◆ Written problem A
According to the passage on Stepping's callbacks, why will the onSubjectUpdate() API still be available?
◆ Written problem B
Carry on the passage on Stepping's callbacks from its final sentence.

◆ Quoted passage
────────────────────

This can be used instead of the old onSubjectUpdate(Data data, String subjectType) API that requires to distinguish between the different Subjects by using many if-else statements:

    public void onSubjectUpdate(Data data, String subjectType) {
        if(subjectType.equals("SubjectA")){
            
        } else if (subjectType.equals("SubjectB")){
            
        }
    }

onSubjectUpdate() API will be still available for compatibility reasons and as a catch-all subjects, in cases you have a common logic to perform on multiple Subjects.

onTickCallBack

TickCallBack is not a player in Stepping but is a fundamental functionality.

Often, when working on data we need to perform some work (computation, I/O tasks) periodically, based on a specific timeout.
In these cases we can't relay only on the CPU time we get when an event we are interested in was triggered, we need a way to get some CPU time periodically.

By configuring your Step to enable TickCallBack Stepping will take care of the rest and periodically assign to your Step CPU time based on the timeout specified in the configuration.

Sometimes we need to perform some periodic, cross Steps processing, in this case we can enable TickCallBack on the Algo itself.

────────────────────

◆ Available data
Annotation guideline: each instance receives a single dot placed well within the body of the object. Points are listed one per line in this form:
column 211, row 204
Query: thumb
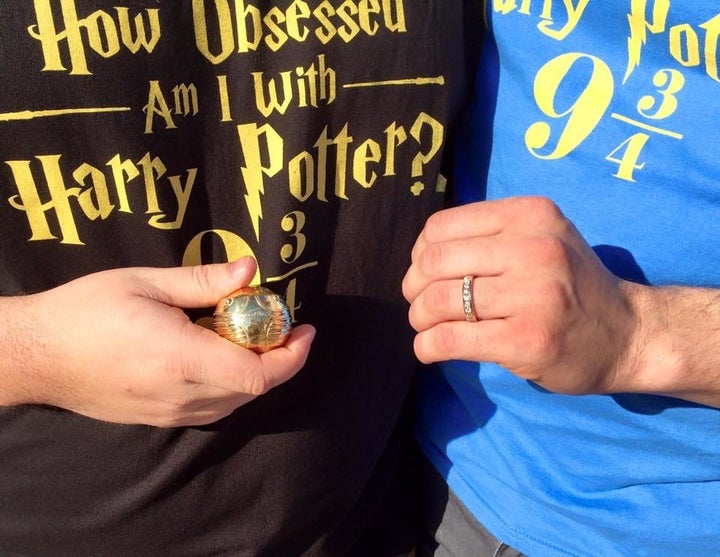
column 201, row 285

────────────────────

◆ Final result A
It stays available for compatibility reasons and as a catch-all for subjects, for cases where common logic must run on multiple Subjects.

◆ Final result B
TickCallback can be enabled via Step or Algo configuration:

public class MyStep implements Step {

    public StepConfig getConfig() {
        StepConfig stepConfig = new StepConfig();
        stepConfig.setEnableTickCallback(true);
        stepConfig.setRunningPeriodicDelay(1000);//The TickCallBack function will be called each 1 sec
        return stepConfig;
    }
}

From version 3.9.* Stepping supports Cron expressions as delay parameters.

public class MyStep implements Step {

    public StepConfig getConfig() {
        StepConfig stepConfig = new StepConfig();
        stepConfig.setEnableTickCallback(true);
        stepConfig.setRunningPeriodicCronDelay("* * 01 * * *");//The TickCallBack function will be called every day at 01:00 am 
        return stepConfig;
    }
}

In case both afe configured, cron expression and a numeric delay, the cron expression will be used. Exactly as the traditional API, you can also set the InitialDelay and the PeriodicDelayUnit.

public class MyStep implements Step {

    public StepConfig getConfig() {
        StepConfig stepConfig = new StepConfig();
        stepConfig.setEnableTickCallback(true);
        stepConfig.setRunningInitialDelay(10);
        stepConfig.setRunningPeriodicDelayUnit(TimeUnit.SECONDS);
        stepConfig.setRunningPeriodicCronDelay("* * 01 * * *");
        return stepConfig;
    }
}

For example in the case above TickCallBack will be called for the first time after 10 seconds from startup time and then periodically every day at 01:00 am.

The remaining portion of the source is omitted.